Vorliegender Text:

-*-*-

# Dateien aus Ordner auslesen und in JList anzeigen!



## DoDoo (29. Nov 2006)

Brauche dringendst Hilfe!

Muss ein Projekt in der Schule machen und habe erst vor einigen Wochen mit Java begonnen. Unsere Lehrer kennen sich selbst nicht aus. Ich bräuchte daher Hilfe, bezüglich dem Auslesen eines Ordners. Die enthaltenen Dateien sollen in einer jList angezeigt werden. 

Danke im Vorraus!!

MFG

DoDoo


----------



## The_S (29. Nov 2006)

Siehe FAQ

http://www.java-forum.org/de/viewtopic.php?t=35290


----------



## Gast (29. Nov 2006)

Habe das schon angesehen und versucht. ich habe zum test einen ordner angelegt und 3 .txt datein reingespeichert. Ich habe den ordner in einem jTree. und jedes mal wenn ich drauf klicke zeigt es mir irgendeine der 3 Dateien an. Habe schon das ganze Forum durchstöbert. 

Bitte um Hilfe!

Lg


----------



## The_S (29. Nov 2006)

-*-*-

Aufgaben:
[1] Gib aus dem Forenthread zur JList den Abschnitt von „# Dateien aus“ bis einschließlich „Danke im Vorraus!!“ wortgetreu wieder.
[2] Gib bitte jede Zeile der folgenden Einträge zurück, in der die Zeichenfolge „stake“ vorkommt.

-*-*-

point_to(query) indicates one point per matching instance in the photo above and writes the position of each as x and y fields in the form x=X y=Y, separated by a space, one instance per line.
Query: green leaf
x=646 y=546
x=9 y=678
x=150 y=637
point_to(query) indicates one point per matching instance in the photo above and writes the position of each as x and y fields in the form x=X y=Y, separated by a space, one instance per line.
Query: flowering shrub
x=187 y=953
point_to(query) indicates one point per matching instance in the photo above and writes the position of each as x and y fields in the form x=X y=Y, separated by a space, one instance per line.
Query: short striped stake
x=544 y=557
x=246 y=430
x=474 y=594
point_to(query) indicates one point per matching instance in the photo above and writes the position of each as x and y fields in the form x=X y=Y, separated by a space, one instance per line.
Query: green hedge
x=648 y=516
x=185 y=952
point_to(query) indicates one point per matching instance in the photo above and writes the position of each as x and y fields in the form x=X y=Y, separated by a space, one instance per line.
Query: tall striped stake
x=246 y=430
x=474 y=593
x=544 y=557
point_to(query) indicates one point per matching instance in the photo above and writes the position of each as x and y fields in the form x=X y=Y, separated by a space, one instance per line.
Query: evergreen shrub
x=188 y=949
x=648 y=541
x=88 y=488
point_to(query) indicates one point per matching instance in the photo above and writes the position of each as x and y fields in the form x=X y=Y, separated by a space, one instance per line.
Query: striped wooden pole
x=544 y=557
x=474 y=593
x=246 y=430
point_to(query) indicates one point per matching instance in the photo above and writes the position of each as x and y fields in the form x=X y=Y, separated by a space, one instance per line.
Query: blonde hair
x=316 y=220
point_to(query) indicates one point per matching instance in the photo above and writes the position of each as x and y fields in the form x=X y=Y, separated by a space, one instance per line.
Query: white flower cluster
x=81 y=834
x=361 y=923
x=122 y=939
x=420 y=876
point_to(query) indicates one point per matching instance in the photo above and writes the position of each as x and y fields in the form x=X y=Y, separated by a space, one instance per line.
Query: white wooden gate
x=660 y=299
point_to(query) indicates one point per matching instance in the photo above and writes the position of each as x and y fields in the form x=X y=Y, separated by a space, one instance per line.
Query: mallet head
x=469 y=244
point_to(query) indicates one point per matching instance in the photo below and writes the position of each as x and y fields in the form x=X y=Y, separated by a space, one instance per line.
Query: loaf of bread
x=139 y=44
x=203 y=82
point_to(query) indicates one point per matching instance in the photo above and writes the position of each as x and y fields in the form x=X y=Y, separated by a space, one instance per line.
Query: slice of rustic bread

-*-*-

Lösungen:
[1]
# Dateien aus Ordner auslesen und in JList anzeigen!



## DoDoo (29. Nov 2006)

Brauche dringendst Hilfe!

Muss ein Projekt in der Schule machen und habe erst vor einigen Wochen mit Java begonnen. Unsere Lehrer kennen sich selbst nicht aus. Ich bräuchte daher Hilfe, bezüglich dem Auslesen eines Ordners. Die enthaltenen Dateien sollen in einer jList angezeigt werden. 

Danke im Vorraus!!

[2]
Query: short striped stake
Query: tall striped stake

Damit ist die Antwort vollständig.